Transcribe only the part of the listing below that begins at the line containing "Target: rat eye" and runs to its final line, keeping both ends.

───── Given entries

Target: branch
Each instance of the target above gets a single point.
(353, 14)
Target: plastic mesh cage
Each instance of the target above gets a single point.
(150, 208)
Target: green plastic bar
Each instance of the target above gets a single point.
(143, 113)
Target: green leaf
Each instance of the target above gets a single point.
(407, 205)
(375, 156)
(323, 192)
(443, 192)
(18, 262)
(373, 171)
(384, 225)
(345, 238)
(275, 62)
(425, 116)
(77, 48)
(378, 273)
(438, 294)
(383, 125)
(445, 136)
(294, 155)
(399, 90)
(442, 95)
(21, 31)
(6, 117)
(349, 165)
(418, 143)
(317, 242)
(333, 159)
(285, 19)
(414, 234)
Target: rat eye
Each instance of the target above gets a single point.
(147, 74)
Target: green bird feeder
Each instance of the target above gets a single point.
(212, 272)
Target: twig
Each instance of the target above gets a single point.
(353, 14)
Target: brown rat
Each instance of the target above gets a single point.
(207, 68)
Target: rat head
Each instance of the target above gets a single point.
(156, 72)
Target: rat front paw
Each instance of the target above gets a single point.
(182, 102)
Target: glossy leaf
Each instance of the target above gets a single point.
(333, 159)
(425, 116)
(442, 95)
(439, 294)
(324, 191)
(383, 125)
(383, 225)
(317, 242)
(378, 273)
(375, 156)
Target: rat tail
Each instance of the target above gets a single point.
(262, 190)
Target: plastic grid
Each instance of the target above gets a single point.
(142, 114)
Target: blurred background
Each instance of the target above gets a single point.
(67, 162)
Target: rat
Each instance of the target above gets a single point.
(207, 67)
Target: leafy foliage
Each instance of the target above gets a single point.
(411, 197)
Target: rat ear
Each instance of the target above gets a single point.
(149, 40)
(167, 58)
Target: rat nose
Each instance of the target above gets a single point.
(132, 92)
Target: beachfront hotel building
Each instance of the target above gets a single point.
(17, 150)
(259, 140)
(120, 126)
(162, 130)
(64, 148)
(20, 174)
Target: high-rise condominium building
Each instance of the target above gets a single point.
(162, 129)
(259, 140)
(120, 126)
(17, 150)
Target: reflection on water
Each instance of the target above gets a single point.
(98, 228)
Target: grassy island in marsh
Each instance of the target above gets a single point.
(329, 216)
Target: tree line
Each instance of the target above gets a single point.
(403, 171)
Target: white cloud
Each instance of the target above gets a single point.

──────────

Exercise answer.
Target: rat eye
Each instance of the target above gets a single point.
(147, 74)
Target: green bird feeder
Each instance of the target above gets a single point.
(212, 272)
Target: twig
Each instance of the target above gets a single point.
(353, 14)
Target: brown rat
Each instance of the target above gets a single point.
(207, 68)
Target: rat head
Each instance of the target above gets a single point.
(156, 72)
Target: rat front paw
Each instance of the target above gets a single point.
(182, 102)
Target: glossy leaf
Each instance of the target above gets a single point.
(333, 159)
(425, 116)
(442, 95)
(439, 294)
(324, 191)
(383, 125)
(383, 225)
(317, 242)
(378, 273)
(375, 156)
Target: rat tail
Each instance of the target above gets a single point.
(262, 190)
Target: plastic grid
Each instance of the target above gets a single point.
(142, 114)
Target: blurred background
Each instance of the target above gets a single point.
(67, 162)
Target: rat
Each instance of the target above gets a single point.
(207, 67)
Target: leafy foliage
Each instance of the target above gets a single point.
(411, 197)
Target: rat ear
Each instance of the target above gets a single point.
(149, 40)
(167, 58)
Target: rat nose
Each instance of the target above gets a single point.
(132, 92)
Target: beachfront hotel building
Each instance of the target above gets a single point.
(17, 150)
(259, 140)
(120, 126)
(162, 130)
(64, 148)
(20, 174)
Target: high-rise condominium building
Each instance of the target above gets a single point.
(162, 129)
(259, 140)
(120, 126)
(17, 150)
Target: reflection on water
Each instance of the target above gets a single point.
(98, 228)
Target: grassy island in marsh
Each instance of the target above gets a single point.
(329, 216)
Target: tree line
Each instance of the target above gets a single point.
(403, 171)
Target: white cloud
Each instance of the target above gets a single point.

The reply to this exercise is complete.